> Problems and tasks
A. Name the three parts of the Parliament of India that the text about the Parliament of India lists.
B. Continue the text about the Parliament of India, picking up after its last sentence.

Parliament of India consists of three parts:
- President of India: This consists of information & photographs of Rastrapati Bhawan a photo gallery of former presidents along with other information, parliamentary addresses, speeches, addresses and parliamentary addresses of the president.
- Rajya Sabha: This contains information about business, members, questions, debates, legislation, and committees. It is useful for retrieving information from Rajyasabha debates, information about the Rajyasabha bills, and various committees constituted by Rajyasabha. It also provides links to the other country’s parliamentary sites, as well as legislative sites for all the states of other countries.
- Lok Sabha: This is also a very important site which provides information regarding recent and previous members, committees, procedures of the house, debates, etc. It is useful for retrieving the information regarding any bill pending in the house, debate of the house, procedure of the house and about the collection of the parliament library. It also provides a link to various official sites in the country. A link to all of the sites of various ministries is also provided.

> Extracted material
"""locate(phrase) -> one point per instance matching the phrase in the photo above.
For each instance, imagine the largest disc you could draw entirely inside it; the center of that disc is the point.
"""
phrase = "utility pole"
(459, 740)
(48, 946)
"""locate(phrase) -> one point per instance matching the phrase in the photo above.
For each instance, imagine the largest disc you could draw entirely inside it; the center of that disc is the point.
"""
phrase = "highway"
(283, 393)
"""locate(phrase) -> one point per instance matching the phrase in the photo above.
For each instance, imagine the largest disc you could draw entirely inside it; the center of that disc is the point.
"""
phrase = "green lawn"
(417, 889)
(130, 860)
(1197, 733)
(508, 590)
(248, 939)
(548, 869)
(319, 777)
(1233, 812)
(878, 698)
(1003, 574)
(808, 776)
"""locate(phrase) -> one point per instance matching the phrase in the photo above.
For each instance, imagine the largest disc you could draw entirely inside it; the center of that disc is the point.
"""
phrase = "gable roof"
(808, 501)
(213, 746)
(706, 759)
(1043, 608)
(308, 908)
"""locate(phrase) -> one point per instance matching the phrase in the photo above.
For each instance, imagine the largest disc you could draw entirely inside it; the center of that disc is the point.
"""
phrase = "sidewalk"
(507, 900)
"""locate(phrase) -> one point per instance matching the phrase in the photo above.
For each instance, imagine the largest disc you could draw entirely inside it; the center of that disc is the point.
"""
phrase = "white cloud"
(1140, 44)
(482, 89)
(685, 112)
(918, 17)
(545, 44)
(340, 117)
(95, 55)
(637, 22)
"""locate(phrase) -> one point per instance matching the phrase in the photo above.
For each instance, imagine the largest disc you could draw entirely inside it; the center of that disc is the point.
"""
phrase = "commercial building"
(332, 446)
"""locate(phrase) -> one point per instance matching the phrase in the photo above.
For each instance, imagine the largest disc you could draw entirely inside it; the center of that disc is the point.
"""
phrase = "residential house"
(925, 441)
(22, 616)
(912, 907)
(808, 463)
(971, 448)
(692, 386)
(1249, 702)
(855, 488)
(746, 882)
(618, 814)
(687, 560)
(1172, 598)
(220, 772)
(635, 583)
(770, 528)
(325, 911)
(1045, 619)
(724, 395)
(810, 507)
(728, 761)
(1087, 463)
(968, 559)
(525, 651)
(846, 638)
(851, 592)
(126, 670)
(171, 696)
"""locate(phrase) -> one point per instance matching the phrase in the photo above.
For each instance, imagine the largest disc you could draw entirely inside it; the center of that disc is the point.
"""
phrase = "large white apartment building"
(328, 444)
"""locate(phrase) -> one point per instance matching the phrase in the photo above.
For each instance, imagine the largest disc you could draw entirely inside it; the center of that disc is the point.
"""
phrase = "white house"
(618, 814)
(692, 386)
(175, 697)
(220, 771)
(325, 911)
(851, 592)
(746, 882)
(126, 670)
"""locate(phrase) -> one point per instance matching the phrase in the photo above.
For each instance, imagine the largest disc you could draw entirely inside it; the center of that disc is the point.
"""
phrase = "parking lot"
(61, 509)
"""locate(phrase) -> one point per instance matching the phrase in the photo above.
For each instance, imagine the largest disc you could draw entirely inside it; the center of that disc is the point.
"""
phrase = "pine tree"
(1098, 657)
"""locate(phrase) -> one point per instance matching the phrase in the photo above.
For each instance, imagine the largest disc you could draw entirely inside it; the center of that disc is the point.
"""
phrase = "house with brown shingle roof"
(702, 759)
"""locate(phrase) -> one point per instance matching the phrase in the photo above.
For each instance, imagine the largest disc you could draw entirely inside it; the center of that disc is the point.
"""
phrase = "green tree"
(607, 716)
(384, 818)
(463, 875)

> Responses to the tasks
A. The President of India, the Rajya Sabha, and the Lok Sabha.

B.
TRAI (TheTelecom Regulatory Authority of India) was established on 20 February 1997 by an Act of Parliament to regulate telecom services. The main objective of TRAI is to provide a fair and transparent policy environment which promotes a level playing field and facilitates fair competition. The telecom policy service provides registered agency regulations, which can be retrieved through this site. This site is important for retrieving tariff orders as well as the judgments delivered by the authority. The TRAI Act was amended by an ordinance, effective from 24 January 2000, establishing a Telecommunications Dispute Settlement and Appellate Tribunal (TDSAT) to take over the adjudicatory and disputes functions from TRAI.
Central Electricity Regulatory Commission: CERC is a statutory body functioning under Sec. 76 of the Electricity Act 2003. It was initially constituted under the Electricity Regulatory Commissions Act, 1998 on 24 July 1998. All the orders and decisions of the authority are available on this site, listed in chronological order.
SEBI Securities and Exchange Board of India: The website provides information on the legal framework of the SEBI, including auto rules, regulations, orders/rulings of the tribunal and chairman/members and reports and documents of the boards.
Ministry of Company Affairs: Reports of various committees such as company law, notifications and circulars issued by the Ministry of Company Affairs and Information about the vanishing companies, corporate groups and concept paper are available on this site.
Ministry of Law & Justice: This is a very important site as it contains a link to the India Code, which provides online access to the full text of any central act of Parliament. It also provides a link to various important legal websites.
Law Commission of India: The website contains the full text of all the law commission reports and a list of all law commission reports in the country on be found on it as well. It also contains consultation papers of the law commission on various legal aspects.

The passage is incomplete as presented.